* POTONGAN TEKS:
Hapakat Ketujuh, Otokritik Bagi Orang Bakumpai

by baritopost.co.id
0 comments 3 minutes read
Forum Diskusi Hapakat Bakumpai ketujuh, di Hotel Rodhita Banjarmasin, Rabu (21/6/2023).(Foto : Iman Satria/brt)

Banjarmasin, BARITOPOST.CO.ID – Suku Dayak Bakumpai secara demografi di Kabupaten Barito Kuala (Batola), dominan ada di Kecamatan Kuripan, Tabukan, Marabahan, Cerbon, Barambai, beberapa enclave di Kecamatan Anjir Muara.

Berdasar hasil sensus penduduk tahun 2000, Badan Pusat Statistik (BPS), populasi suku Bakumpai di Kalimantan Selatan (Kalsel) mencapai 20.609 jiwa. Terbanyak berada di Kabupaten Batola mencapai 18.892 jiwa.

Jelang perhelatan politik Pemilu 2024 dan berlanjut pada pemilihan kepala daerah (pilkada) 2024 mendatang, Hapakat Bakumpai menghelat diskusi kelompok terpumpun di Hotel Rodhita Banjarmasin, Rabu (21/6/2023).

* DATA MENTAH:
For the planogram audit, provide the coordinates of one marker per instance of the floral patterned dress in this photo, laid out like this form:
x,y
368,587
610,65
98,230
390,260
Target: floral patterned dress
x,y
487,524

* PETUNJUK LATIHAN:
**A)** Salin kembali bagian teks tentang Hapakat Bakumpai mulai dari "Berdasar hasil sensus penduduk" hingga "terpumpun di Hotel Rodhita Banjarmasin, Rabu (21/6/2023).", lalu ganti "Kabupaten Batola" dengan "Kabupaten Barito Kuala".
**B)** Menurut teks tentang Hapakat Bakumpai, berapa jumlah populasi suku Bakumpai di Kalimantan Selatan berdasarkan sensus penduduk tahun 2000?

* KUNCI JAWABAN:
**A)**
Berdasar hasil sensus penduduk tahun 2000, Badan Pusat Statistik (BPS), populasi suku Bakumpai di Kalimantan Selatan (Kalsel) mencapai 20.609 jiwa. Terbanyak berada di Kabupaten Barito Kuala mencapai 18.892 jiwa.

Jelang perhelatan politik Pemilu 2024 dan berlanjut pada pemilihan kepala daerah (pilkada) 2024 mendatang, Hapakat Bakumpai menghelat diskusi kelompok terpumpun di Hotel Rodhita Banjarmasin, Rabu (21/6/2023).

**B)** 20.609 jiwa.